**Source extract**.
Upon closer review of the pistol, my first round was a dud and was locked part way down the barrel. To go further, the other rounds HAD contact strikes to the casing. After removing all rounds and looking it over, I put six more rounds in it and from the same box and all fired.

What could have happened if the first set went off in the obstructed gun?! BLESSED is the only way I can say it. So, to answer Gillian's question, nope can't make any guarantees...I think a good PPD will buy you time for the other options which can be out there for the homeowner.


----------



## Marina Schmidt (Jun 11, 2009)

Is there a guarantee the bullet comes out of the gun? That the housebreaker won't open my sec lock? That my alarm system will work? Nope! But I would say the guarantee you will be robbed is much higher sleeping with open doors.


----------



## Gillian Schuler (Apr 12, 2008)

James, you said:

Judging from your septicism and since you seem to believe owning a protection dog is pointless, why don't you buy a poodle, unlock your doors, leave your car running, put jewellry in your window and tatoo "i am a sucker" on your forehead. If your theory is correct you have nothing to worry about!

My system isn't septic!! Neither did I say a protection dog is useless. The guarantees are given by the vendors and its these guarantees I'm questioning.

Whilst I was looking for a certain member's PPD, I noticed that a lot of the dogs are from part to pure showlines and that's why I asked where the "moral" guarantee lies when PPD training centres state the dogs are trained and 100% reliable.

On the other hand dogs from working lines "could" be probably trained to a better standard but here, I would question whether the dog can be controlled afterwards by his new owners.

There are good PPD training centres obviously and here again, I'm not trying knock them. I'm just asking questions.

Another question is, as far as I can see, most of the dogs that are being marketed are GSDs. What about the Malinois - I've not seen many of these advertised but could be wrong.


----------



## fred karlsson (Mar 18, 2009)

I think you are refering to my dog, all I can say is that buying a PP dog is a big step thats why I signed up to this forum and picked a vendor that is very good. If I have a problem he is only a phonecall away. I also got the chance to go and see him in Wales where I got to see three other dogs in action. I picked my dog in competition of other dogs (not that I knew the difference of show line/working line), I was given valuable advice of what to look for by other members from the forum prior to the visit.

The handover was very proffessional and it was made clear that the dog would not be left with me if either of us could not control the dog in different scenarious, including armed robbery.

I would be very suprised if my dog did not attack if someone uninvited entered my house or yard and opposed a real threat, in fact I think he could probably take a bullet or two without stopping when he is seriously pissed off.


----------



## maggie fraser (May 30, 2008)

For what it is worth, from my observations some buyers of ppds seem to be family people (obviously not all) where the dog will live and interact as part of the family. I suppose many of these peeps are not necessarily dog experienced or indeed dog savvy at all, and that is where the less drivey showline type is of more value, more manageable, and more able to adapt and integrate more successfully than say a more serious working line with higher demands ie. stimulation, exercise etc. That's my reckoning anyway, and as someone has already said; in life there are no guarantees - other than according to a cracking Chinese proverb I came across many years ago; 'The only thing in life which is guaranteed; is misery' love it! But like anything I sometimes wonder if it is an illusion- like insurance, there are lots of factors to take into account.


----------



## Bob Scott (Mar 30, 2006)

:-o Damn, that's deep Maggie, but I agree with all you said!

**Written tasks**.
1. In the forum thread on protection dogs, where did fred karlsson go to see his dog before buying it?
2. Reproduce the forum thread on protection dogs word for word, from "The handover was" up to and including "seriously pissed off.".

**Data block**.

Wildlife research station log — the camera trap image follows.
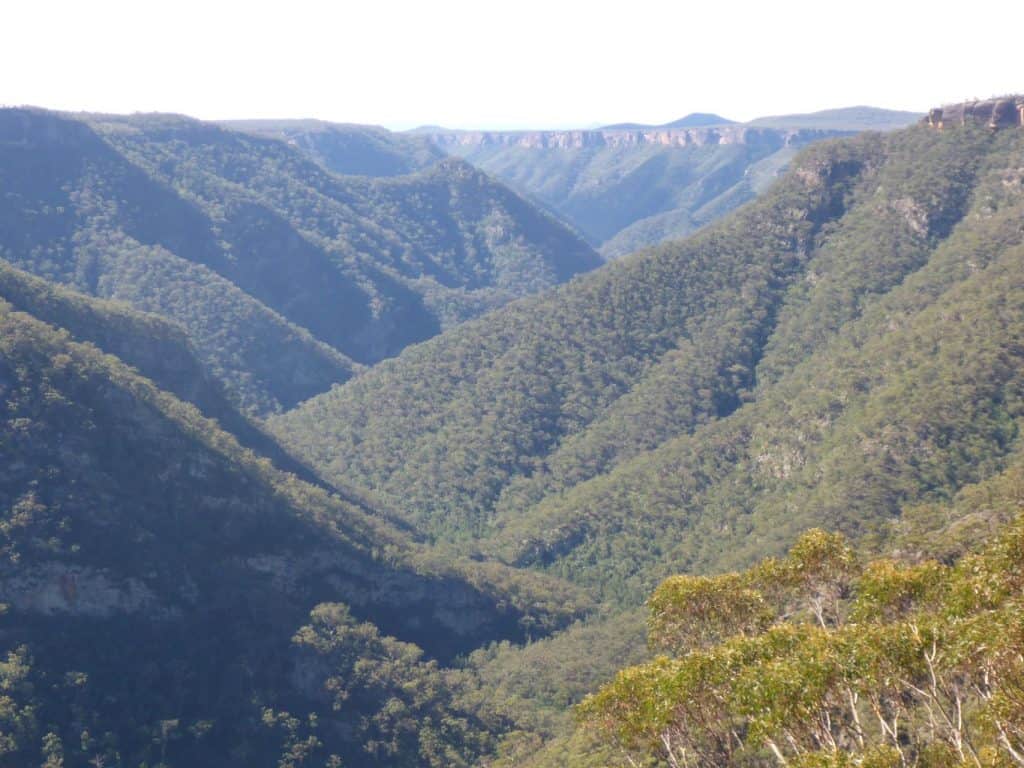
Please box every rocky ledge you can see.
[430,125,855,150]
[922,96,1024,130]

**Response list**.
1. He went to Wales.

2.
The handover was very proffessional and it was made clear that the dog would not be left with me if either of us could not control the dog in different scenarious, including armed robbery.

I would be very suprised if my dog did not attack if someone uninvited entered my house or yard and opposed a real threat, in fact I think he could probably take a bullet or two without stopping when he is seriously pissed off.